=== Passage ===
** Start **

Hello everyone,
I want to parallelize and convert this nested for loop to GPU code:
for (row = (minRow - m_nWidth); row<maxRow; row++)
{
for (col = (minCol - m_nWidth); col<maxCol; col++)
{
....
}
}
I wrote this code and it’s not working:
int idx = blockIdx.x * blockDim.x + threadIdx.x;
int idy = blockIdx.y * blockDim.y + threadIdx.y;
row = idx;
col = idy;
if (row >= (minRow - m_nWidth) && row < maxRow)
{
if (col >= (minCol - m_nWidth) && col < maxCol)
{
.....
}
}
}
// Call
void CurveDetParA::parallel_CDA(int row, int col, int minRow, int minCol, int maxRow, int maxCol, int *m_ngI, int *m_ngpI, int *m_ngppI, int counter,
int m_nWidth, int nIndexl, int nIndexu, int lPixel, int uPixel, int nG, int nGP, int nGPP, int *m_ng, int *m_ngp, int *m_ngpp, IMAGEDATA *m_pImage)
{
dim3 dimBlock(1, 1, 1);
dim3 dimGrid(m_nWidth, m_nWidth, 1);
parallelCD1 << <dimGrid, dimBlock >> > (row, col, minRow, minCol, maxRow, maxCol, m_ngI, m_ngpI, m_ngppI, counter, m_nWidth, nIndexl, nIndexu, lPixel, uPixel, nG, nGP, nGPP, m_ng, m_ngp, m_ngpp, m_pImage);
}
Any help will be appreciated. TIA!

** End **

=== Written request ===
Condense the forum post's paragraph beginning "I want to parallelize", along with the loop it shows, into a short list of its main facts. The records below the forum post were drawn from a separate source.

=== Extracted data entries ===

** Start **

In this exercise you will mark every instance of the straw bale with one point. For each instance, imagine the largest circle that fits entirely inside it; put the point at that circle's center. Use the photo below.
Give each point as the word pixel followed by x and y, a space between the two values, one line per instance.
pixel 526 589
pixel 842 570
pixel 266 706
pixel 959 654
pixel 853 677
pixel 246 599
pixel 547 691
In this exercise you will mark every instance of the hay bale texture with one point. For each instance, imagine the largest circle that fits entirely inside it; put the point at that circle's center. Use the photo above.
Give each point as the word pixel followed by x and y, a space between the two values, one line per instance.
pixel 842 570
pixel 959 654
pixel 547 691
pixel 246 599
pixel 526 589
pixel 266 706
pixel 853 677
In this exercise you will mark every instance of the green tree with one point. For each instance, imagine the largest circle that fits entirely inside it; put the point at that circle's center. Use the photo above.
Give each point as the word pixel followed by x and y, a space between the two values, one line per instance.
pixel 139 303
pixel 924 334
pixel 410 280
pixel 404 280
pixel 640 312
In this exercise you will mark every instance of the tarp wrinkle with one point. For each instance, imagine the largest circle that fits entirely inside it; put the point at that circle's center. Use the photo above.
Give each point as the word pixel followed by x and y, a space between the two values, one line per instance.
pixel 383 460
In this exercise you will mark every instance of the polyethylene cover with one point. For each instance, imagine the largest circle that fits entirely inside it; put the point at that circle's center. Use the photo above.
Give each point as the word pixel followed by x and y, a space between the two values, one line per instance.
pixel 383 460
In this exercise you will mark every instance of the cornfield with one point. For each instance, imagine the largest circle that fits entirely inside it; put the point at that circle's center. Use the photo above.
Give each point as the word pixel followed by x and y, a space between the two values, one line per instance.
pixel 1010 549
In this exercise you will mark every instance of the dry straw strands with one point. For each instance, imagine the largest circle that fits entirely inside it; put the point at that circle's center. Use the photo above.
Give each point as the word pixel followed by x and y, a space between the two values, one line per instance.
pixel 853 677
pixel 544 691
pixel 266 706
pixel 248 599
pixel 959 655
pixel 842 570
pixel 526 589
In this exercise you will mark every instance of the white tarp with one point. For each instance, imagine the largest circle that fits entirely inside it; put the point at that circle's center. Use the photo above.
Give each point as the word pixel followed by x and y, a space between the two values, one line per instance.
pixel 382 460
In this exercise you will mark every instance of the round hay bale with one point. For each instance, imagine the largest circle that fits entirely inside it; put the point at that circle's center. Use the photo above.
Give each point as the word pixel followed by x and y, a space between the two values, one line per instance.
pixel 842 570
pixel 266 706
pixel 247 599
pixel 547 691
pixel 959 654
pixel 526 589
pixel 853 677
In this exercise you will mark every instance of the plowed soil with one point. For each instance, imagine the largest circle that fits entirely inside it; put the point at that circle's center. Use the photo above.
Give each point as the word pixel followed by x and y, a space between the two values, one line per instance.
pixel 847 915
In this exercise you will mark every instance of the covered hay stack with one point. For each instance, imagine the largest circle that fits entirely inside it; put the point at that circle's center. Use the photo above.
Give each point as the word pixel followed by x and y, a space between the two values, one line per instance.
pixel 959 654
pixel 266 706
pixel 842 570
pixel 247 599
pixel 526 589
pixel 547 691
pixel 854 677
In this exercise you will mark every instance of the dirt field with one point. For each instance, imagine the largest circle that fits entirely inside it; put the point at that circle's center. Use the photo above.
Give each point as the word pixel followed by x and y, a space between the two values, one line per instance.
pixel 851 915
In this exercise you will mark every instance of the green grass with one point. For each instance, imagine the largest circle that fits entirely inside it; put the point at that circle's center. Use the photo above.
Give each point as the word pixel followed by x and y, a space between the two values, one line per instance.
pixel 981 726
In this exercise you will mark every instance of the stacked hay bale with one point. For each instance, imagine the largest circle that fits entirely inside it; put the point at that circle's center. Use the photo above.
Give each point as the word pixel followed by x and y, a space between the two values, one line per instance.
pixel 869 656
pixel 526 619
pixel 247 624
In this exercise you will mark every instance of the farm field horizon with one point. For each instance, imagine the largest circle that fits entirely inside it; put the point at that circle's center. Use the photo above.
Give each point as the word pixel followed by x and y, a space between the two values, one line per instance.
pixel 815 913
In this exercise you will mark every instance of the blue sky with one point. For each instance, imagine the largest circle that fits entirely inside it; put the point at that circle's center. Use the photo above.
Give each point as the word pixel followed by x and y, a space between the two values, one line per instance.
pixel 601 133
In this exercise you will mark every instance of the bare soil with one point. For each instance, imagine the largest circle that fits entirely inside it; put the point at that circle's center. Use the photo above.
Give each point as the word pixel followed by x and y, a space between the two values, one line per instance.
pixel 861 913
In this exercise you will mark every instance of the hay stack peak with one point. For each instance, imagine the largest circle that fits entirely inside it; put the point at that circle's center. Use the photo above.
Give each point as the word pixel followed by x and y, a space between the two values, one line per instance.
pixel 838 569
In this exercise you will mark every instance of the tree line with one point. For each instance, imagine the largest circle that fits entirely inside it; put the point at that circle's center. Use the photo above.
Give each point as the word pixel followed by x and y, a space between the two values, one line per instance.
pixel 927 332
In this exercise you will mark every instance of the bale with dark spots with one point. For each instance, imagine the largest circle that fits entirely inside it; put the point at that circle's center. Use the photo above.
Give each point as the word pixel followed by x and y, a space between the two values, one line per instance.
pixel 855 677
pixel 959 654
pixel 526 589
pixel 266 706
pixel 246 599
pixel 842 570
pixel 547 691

** End **

=== Solution for this task ===
- Goal: parallelize the nested for loop and convert it to GPU code.
- Outer loop: row runs from minRow - m_nWidth up to, but not including, maxRow.
- Inner loop: col runs from minCol - m_nWidth up to, but not including, maxCol.
- The loop body is not shown.